Reproduce every listing with "what to locate" substituted by "what to find" everywhere and nothing else changed.

•••

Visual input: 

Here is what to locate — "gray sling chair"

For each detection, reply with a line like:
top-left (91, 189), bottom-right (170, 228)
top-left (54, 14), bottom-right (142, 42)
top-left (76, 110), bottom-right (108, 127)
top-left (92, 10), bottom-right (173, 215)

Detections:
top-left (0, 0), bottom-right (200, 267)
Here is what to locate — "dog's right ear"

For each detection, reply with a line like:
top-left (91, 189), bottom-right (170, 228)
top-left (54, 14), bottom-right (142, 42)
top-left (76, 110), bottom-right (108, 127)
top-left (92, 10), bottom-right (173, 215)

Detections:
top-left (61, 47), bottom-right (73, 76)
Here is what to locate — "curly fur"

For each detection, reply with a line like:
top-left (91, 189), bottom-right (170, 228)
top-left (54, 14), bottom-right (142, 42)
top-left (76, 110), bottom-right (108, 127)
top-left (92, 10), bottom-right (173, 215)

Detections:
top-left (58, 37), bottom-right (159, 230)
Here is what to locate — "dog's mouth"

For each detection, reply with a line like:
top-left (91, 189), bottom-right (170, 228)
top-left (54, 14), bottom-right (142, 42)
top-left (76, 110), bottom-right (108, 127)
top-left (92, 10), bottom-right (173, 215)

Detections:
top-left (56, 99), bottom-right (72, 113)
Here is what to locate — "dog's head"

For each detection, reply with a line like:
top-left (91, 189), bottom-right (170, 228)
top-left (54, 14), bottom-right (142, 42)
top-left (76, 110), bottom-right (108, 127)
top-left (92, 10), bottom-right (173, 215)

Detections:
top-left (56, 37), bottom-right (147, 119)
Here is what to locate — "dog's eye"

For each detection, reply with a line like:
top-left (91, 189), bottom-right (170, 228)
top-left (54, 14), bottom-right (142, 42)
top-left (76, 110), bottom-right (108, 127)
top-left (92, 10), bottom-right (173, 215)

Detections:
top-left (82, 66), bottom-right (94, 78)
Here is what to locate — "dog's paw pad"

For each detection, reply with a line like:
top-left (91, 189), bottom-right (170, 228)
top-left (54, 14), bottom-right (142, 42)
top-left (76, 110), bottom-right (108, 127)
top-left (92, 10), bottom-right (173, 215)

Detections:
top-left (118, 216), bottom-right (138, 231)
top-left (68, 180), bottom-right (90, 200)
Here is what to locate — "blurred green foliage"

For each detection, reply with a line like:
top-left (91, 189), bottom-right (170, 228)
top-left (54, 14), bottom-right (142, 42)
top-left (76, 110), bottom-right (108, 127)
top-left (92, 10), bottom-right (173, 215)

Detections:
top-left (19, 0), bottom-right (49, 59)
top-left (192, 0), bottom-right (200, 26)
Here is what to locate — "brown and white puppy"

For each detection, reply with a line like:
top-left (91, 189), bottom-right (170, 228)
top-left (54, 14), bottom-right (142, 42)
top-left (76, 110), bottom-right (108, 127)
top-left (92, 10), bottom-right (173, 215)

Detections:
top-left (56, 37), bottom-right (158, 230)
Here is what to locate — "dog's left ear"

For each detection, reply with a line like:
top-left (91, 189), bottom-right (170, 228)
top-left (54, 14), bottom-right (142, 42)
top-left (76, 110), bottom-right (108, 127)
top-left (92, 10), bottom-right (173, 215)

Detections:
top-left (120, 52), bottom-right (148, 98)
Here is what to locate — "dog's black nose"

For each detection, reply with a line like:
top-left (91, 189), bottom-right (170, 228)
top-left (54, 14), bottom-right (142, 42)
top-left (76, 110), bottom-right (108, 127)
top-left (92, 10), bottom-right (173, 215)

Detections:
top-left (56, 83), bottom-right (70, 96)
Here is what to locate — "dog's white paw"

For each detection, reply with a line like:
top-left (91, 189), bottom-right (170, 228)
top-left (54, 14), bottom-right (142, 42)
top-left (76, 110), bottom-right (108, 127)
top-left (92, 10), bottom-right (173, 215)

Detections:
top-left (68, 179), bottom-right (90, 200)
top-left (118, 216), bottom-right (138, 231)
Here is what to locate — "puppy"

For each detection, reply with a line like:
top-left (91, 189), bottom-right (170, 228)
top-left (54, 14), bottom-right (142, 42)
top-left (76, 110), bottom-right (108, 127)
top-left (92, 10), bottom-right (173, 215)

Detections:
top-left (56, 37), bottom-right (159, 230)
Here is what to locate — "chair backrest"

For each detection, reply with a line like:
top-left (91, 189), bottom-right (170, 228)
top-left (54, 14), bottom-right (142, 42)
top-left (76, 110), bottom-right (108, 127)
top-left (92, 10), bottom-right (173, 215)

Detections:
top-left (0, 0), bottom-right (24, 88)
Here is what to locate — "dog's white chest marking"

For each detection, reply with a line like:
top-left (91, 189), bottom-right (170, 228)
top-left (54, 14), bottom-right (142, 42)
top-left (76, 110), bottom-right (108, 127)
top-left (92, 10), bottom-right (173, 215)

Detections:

•••

• [Solution]
Visual input: 

Here is what to find — "gray sling chair"

For each detection, reply with a line like:
top-left (91, 189), bottom-right (170, 228)
top-left (54, 14), bottom-right (142, 42)
top-left (76, 110), bottom-right (108, 127)
top-left (92, 10), bottom-right (173, 215)

Detections:
top-left (0, 0), bottom-right (200, 267)
Here is what to find — "dog's right ear"

For each detection, reply with a line like:
top-left (91, 189), bottom-right (170, 228)
top-left (54, 14), bottom-right (142, 42)
top-left (76, 110), bottom-right (108, 127)
top-left (92, 10), bottom-right (173, 215)

Detections:
top-left (61, 47), bottom-right (73, 76)
Here is what to find — "curly fur"

For each detection, reply with a line like:
top-left (91, 189), bottom-right (170, 228)
top-left (54, 14), bottom-right (142, 42)
top-left (76, 110), bottom-right (108, 127)
top-left (92, 10), bottom-right (173, 215)

Detections:
top-left (58, 37), bottom-right (159, 230)
Here is what to find — "dog's mouth"

For each detection, reply with a line like:
top-left (91, 189), bottom-right (170, 228)
top-left (54, 14), bottom-right (142, 42)
top-left (76, 110), bottom-right (108, 127)
top-left (92, 10), bottom-right (173, 215)

Detections:
top-left (56, 99), bottom-right (72, 113)
Here is what to find — "dog's head"

For each detection, reply with a line like:
top-left (91, 189), bottom-right (170, 228)
top-left (54, 14), bottom-right (142, 42)
top-left (76, 110), bottom-right (108, 127)
top-left (92, 10), bottom-right (173, 215)

Detections:
top-left (56, 37), bottom-right (147, 119)
Here is what to find — "dog's eye"

For each detection, reply with a line like:
top-left (91, 189), bottom-right (170, 228)
top-left (54, 14), bottom-right (142, 42)
top-left (76, 110), bottom-right (108, 127)
top-left (92, 10), bottom-right (173, 215)

Detections:
top-left (82, 66), bottom-right (94, 78)
Here is what to find — "dog's paw pad"

For each detection, reply with a line like:
top-left (91, 189), bottom-right (170, 228)
top-left (54, 14), bottom-right (142, 42)
top-left (76, 110), bottom-right (108, 127)
top-left (92, 10), bottom-right (173, 215)

Detections:
top-left (118, 216), bottom-right (138, 231)
top-left (68, 180), bottom-right (90, 200)
Here is what to find — "blurred green foliage"

For each detection, reply with a line like:
top-left (91, 189), bottom-right (170, 228)
top-left (54, 14), bottom-right (142, 42)
top-left (76, 110), bottom-right (108, 127)
top-left (92, 10), bottom-right (173, 215)

Detections:
top-left (19, 0), bottom-right (49, 59)
top-left (192, 0), bottom-right (200, 26)
Here is what to find — "brown and white puppy"

For each detection, reply with a line like:
top-left (91, 189), bottom-right (170, 228)
top-left (54, 14), bottom-right (142, 42)
top-left (76, 110), bottom-right (108, 127)
top-left (92, 10), bottom-right (173, 215)

Detections:
top-left (56, 37), bottom-right (158, 230)
Here is what to find — "dog's left ear"

For each detection, reply with a line like:
top-left (91, 189), bottom-right (170, 228)
top-left (54, 14), bottom-right (142, 42)
top-left (76, 110), bottom-right (108, 127)
top-left (92, 10), bottom-right (173, 215)

Detections:
top-left (120, 52), bottom-right (148, 98)
Here is what to find — "dog's black nose"

For each detection, reply with a line like:
top-left (91, 189), bottom-right (170, 228)
top-left (54, 14), bottom-right (142, 42)
top-left (76, 110), bottom-right (108, 127)
top-left (92, 10), bottom-right (173, 215)

Detections:
top-left (56, 83), bottom-right (70, 96)
Here is what to find — "dog's white paw"

For each detection, reply with a line like:
top-left (91, 189), bottom-right (170, 228)
top-left (54, 14), bottom-right (142, 42)
top-left (76, 110), bottom-right (108, 127)
top-left (92, 10), bottom-right (173, 215)

Detections:
top-left (68, 179), bottom-right (90, 200)
top-left (118, 216), bottom-right (138, 231)
Here is what to find — "puppy"

For each detection, reply with a line like:
top-left (91, 189), bottom-right (170, 228)
top-left (54, 14), bottom-right (142, 42)
top-left (76, 110), bottom-right (108, 127)
top-left (92, 10), bottom-right (173, 215)

Detections:
top-left (56, 37), bottom-right (159, 230)
Here is what to find — "chair backrest"

For each detection, reply with a line like:
top-left (91, 189), bottom-right (170, 228)
top-left (54, 14), bottom-right (142, 42)
top-left (76, 110), bottom-right (108, 127)
top-left (92, 10), bottom-right (173, 215)

Detections:
top-left (0, 0), bottom-right (24, 88)
Here is what to find — "dog's white chest marking"

For each detection, reply with a line like:
top-left (91, 189), bottom-right (170, 228)
top-left (54, 14), bottom-right (142, 42)
top-left (76, 110), bottom-right (108, 127)
top-left (92, 10), bottom-right (173, 215)

Detections:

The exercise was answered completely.